### Goal
Pick out every line in the listing below that contains the string "pancake", matching case exactly, and copy each of those lines unchanged.

>> BEGIN Dataset records

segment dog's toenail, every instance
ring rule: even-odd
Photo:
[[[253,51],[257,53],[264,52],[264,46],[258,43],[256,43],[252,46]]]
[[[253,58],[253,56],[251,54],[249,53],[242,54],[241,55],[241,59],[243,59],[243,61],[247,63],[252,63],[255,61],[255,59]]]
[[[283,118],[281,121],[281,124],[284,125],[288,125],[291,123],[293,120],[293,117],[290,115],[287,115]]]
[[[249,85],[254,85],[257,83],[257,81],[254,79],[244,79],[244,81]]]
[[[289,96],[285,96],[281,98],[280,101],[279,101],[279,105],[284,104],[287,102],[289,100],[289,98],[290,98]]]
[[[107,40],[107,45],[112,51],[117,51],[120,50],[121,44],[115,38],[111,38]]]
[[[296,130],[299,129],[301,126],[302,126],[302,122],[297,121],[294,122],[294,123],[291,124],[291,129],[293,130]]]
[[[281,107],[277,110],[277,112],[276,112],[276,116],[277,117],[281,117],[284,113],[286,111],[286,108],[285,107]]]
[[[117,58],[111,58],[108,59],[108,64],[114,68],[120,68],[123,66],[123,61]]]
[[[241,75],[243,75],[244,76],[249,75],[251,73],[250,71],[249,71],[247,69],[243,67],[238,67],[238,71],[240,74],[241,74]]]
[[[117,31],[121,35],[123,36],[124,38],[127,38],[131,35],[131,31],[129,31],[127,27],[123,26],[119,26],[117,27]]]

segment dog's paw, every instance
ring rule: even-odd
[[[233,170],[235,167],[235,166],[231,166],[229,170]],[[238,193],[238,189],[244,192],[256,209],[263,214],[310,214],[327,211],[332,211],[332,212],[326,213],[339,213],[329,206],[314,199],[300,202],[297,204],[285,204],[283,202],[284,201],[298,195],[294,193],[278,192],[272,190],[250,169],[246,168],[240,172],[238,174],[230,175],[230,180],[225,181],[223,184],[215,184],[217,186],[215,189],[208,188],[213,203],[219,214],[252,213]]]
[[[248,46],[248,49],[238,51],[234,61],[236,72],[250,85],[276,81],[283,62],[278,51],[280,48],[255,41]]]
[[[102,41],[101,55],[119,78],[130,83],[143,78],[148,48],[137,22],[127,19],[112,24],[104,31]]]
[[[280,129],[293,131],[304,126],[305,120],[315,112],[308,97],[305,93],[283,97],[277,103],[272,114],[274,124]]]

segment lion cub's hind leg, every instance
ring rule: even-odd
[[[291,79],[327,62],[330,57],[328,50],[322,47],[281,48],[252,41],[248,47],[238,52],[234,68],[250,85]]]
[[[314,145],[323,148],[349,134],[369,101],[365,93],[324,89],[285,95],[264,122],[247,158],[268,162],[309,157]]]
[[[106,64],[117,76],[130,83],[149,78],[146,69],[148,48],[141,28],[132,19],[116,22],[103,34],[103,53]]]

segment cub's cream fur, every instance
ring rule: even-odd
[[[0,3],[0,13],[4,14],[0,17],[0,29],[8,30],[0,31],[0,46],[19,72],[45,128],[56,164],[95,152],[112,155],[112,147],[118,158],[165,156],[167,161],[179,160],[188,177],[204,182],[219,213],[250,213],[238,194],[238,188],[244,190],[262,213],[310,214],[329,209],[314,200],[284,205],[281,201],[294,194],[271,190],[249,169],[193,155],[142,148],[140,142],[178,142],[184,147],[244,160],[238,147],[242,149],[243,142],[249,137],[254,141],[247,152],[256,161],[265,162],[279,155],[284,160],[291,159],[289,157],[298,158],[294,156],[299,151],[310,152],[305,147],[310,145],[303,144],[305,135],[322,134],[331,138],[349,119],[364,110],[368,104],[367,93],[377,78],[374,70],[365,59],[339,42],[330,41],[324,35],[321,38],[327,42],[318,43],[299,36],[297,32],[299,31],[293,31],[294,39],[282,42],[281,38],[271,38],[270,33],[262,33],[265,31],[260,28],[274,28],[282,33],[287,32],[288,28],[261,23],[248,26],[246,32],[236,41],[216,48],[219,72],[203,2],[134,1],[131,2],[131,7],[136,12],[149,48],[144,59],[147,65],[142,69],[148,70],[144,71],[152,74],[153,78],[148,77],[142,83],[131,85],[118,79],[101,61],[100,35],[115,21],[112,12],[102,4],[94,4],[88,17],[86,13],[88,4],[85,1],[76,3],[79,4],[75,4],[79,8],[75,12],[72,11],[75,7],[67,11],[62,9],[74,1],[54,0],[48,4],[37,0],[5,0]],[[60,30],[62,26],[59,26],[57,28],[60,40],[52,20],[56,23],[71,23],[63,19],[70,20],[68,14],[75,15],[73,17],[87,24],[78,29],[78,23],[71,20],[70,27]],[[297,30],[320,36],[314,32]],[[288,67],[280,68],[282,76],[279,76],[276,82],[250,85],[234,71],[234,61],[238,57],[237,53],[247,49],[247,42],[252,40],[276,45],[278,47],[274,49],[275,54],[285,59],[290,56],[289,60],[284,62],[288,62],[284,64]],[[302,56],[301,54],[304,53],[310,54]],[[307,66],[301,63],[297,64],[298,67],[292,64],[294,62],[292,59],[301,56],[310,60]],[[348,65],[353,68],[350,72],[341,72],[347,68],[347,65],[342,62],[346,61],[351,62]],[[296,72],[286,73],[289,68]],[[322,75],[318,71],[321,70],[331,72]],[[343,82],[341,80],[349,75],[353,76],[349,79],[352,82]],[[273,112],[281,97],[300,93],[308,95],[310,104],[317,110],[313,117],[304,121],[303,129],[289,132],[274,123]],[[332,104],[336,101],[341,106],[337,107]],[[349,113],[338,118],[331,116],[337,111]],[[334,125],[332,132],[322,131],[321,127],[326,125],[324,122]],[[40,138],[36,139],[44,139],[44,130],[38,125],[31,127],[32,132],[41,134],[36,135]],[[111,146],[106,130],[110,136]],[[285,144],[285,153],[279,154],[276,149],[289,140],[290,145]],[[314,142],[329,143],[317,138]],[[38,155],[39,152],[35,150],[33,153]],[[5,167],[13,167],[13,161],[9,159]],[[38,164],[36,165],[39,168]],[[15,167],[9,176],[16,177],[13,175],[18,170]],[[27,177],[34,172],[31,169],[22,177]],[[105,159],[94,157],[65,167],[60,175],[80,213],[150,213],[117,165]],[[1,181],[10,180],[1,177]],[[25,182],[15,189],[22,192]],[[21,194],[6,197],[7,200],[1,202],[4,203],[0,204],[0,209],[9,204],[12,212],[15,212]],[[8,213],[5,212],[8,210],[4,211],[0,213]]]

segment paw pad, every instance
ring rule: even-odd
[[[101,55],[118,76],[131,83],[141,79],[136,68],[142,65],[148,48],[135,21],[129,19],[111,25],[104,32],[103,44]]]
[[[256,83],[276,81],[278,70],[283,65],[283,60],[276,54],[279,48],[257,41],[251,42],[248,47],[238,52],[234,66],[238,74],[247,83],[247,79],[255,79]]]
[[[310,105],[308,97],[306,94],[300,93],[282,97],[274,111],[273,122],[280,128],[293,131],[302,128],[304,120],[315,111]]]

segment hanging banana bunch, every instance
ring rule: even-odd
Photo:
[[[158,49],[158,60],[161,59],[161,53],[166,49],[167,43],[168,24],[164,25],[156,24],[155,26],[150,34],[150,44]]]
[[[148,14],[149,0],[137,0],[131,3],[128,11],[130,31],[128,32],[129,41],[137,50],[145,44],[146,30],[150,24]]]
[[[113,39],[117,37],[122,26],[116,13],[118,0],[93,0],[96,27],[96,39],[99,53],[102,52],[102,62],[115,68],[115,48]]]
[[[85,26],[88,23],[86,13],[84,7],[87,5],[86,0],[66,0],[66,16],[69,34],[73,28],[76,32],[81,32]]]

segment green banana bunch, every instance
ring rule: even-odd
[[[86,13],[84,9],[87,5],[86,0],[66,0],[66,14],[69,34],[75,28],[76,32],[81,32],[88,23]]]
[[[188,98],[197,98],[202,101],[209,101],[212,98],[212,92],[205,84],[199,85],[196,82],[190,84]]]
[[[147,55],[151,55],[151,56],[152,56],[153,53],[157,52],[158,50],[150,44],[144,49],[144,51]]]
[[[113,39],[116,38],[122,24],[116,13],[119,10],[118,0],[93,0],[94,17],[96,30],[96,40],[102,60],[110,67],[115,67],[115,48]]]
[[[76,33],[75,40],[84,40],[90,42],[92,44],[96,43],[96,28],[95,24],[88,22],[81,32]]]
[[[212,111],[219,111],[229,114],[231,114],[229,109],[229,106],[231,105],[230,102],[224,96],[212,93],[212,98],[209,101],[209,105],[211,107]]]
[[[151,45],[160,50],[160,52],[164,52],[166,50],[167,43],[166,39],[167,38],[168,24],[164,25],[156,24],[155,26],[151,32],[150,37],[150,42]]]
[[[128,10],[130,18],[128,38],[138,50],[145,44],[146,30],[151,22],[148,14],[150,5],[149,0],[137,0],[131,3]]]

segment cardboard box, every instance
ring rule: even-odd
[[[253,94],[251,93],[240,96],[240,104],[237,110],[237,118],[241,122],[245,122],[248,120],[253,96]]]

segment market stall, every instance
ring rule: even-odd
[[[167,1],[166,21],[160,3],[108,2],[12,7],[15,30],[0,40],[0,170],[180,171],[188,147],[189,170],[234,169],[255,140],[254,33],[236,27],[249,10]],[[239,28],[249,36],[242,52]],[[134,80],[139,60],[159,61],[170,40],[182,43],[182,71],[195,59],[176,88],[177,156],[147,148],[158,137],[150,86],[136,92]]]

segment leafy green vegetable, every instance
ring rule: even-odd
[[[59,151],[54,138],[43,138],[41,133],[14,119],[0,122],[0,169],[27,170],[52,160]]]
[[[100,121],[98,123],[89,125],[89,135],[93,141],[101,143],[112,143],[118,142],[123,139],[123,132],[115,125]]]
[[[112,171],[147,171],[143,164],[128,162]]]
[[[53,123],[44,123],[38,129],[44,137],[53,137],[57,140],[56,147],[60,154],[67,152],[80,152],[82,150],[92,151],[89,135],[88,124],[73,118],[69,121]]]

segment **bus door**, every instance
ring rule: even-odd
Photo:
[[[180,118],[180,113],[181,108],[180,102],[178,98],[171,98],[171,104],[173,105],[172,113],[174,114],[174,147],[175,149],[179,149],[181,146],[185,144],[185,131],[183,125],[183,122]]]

>> END Dataset records
>> BEGIN Dataset records

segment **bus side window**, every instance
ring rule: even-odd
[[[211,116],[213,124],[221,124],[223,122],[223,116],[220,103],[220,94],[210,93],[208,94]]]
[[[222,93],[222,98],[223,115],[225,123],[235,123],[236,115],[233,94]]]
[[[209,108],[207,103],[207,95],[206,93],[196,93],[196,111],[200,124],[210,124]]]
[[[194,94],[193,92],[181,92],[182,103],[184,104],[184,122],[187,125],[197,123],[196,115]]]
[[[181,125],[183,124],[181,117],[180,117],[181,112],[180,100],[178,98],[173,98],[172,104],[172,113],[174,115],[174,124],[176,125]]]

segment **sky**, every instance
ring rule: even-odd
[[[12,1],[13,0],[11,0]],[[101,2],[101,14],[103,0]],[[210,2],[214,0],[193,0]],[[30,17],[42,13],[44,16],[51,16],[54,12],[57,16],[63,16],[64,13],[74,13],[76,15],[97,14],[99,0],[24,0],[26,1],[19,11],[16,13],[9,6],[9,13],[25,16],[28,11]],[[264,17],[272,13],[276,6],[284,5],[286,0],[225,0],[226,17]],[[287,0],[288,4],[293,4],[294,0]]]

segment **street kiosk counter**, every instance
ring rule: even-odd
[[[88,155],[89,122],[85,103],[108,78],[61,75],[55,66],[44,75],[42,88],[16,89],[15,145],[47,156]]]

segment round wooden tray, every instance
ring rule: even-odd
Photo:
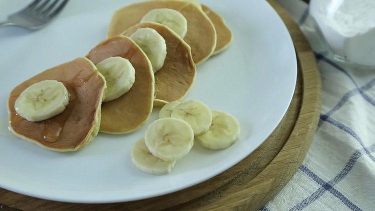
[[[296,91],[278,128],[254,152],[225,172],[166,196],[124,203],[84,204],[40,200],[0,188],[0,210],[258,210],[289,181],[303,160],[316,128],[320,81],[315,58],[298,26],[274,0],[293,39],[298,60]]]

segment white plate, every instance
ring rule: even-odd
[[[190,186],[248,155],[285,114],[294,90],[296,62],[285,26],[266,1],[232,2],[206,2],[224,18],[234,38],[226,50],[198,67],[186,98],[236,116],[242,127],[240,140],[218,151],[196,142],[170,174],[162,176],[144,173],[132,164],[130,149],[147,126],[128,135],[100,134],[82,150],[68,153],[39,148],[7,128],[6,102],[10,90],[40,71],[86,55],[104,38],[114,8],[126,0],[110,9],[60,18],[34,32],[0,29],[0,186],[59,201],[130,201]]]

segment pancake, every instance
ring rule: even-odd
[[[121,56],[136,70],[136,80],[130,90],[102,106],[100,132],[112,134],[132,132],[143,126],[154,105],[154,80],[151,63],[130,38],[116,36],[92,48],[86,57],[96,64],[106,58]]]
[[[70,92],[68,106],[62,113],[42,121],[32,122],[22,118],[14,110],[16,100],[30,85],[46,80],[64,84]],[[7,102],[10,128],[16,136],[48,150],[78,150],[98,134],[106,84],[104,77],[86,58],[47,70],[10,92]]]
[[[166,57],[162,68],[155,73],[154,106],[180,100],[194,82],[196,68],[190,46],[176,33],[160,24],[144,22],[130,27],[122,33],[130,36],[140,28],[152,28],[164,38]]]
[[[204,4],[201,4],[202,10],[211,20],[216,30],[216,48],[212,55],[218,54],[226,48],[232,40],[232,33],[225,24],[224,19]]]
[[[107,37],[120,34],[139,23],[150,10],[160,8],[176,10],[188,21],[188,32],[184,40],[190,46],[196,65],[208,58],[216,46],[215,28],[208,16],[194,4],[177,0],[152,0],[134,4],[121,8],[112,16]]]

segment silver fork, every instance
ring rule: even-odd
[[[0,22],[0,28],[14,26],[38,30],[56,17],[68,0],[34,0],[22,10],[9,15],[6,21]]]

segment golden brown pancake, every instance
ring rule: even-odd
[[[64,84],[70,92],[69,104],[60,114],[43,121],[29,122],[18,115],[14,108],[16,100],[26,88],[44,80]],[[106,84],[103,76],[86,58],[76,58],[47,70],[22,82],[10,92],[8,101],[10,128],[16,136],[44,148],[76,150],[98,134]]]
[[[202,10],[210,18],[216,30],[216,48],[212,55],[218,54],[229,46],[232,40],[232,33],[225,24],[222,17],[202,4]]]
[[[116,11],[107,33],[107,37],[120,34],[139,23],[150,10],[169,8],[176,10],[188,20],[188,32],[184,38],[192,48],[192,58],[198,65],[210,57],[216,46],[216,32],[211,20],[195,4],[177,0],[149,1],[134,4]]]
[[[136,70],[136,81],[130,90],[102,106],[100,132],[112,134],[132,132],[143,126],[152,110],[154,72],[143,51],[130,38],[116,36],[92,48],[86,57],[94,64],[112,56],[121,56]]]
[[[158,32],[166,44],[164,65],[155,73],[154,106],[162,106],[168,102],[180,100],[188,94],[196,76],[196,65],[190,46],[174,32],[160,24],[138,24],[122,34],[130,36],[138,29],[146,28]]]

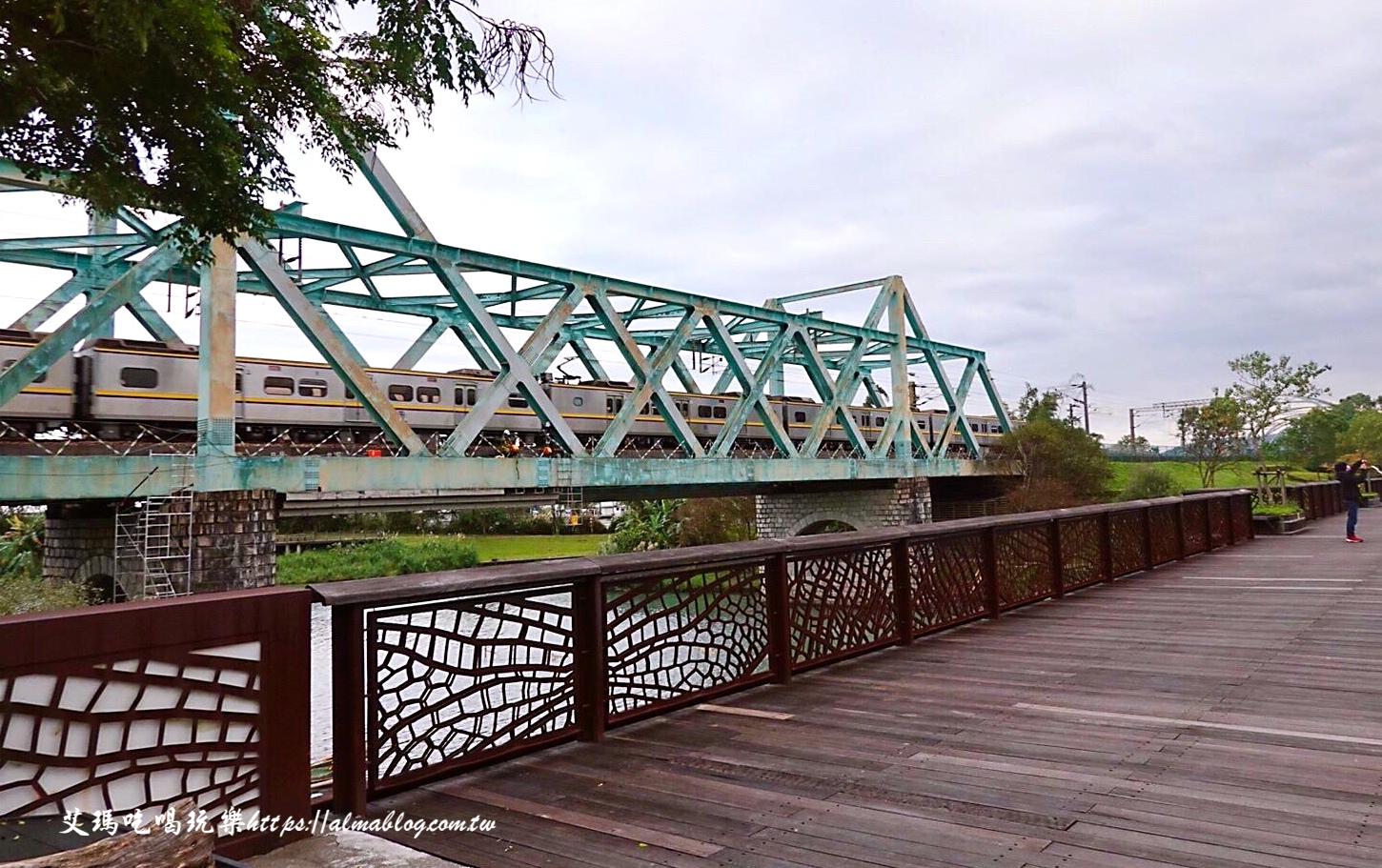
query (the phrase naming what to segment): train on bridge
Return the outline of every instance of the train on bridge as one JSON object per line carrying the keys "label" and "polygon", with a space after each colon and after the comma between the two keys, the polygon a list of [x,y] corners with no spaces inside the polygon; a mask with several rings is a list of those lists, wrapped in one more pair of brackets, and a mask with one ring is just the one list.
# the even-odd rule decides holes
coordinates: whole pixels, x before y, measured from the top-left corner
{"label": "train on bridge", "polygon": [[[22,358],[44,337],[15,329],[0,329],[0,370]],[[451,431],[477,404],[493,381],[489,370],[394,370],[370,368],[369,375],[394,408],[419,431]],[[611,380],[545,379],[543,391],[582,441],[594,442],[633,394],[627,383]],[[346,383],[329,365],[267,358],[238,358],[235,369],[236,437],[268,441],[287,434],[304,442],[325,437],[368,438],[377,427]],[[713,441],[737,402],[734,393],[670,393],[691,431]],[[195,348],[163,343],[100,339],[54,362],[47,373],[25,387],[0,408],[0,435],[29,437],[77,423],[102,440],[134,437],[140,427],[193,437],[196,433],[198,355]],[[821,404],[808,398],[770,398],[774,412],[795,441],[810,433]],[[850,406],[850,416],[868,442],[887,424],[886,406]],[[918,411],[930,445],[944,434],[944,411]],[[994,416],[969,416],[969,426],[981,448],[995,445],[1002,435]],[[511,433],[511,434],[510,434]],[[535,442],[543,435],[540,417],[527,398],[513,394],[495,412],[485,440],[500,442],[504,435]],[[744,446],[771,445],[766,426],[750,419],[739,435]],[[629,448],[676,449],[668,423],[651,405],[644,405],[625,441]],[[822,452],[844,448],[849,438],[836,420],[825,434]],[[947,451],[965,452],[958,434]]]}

>> END Dataset records

### Worked answer
segment pancake, every instance
segment golden brown pancake, every instance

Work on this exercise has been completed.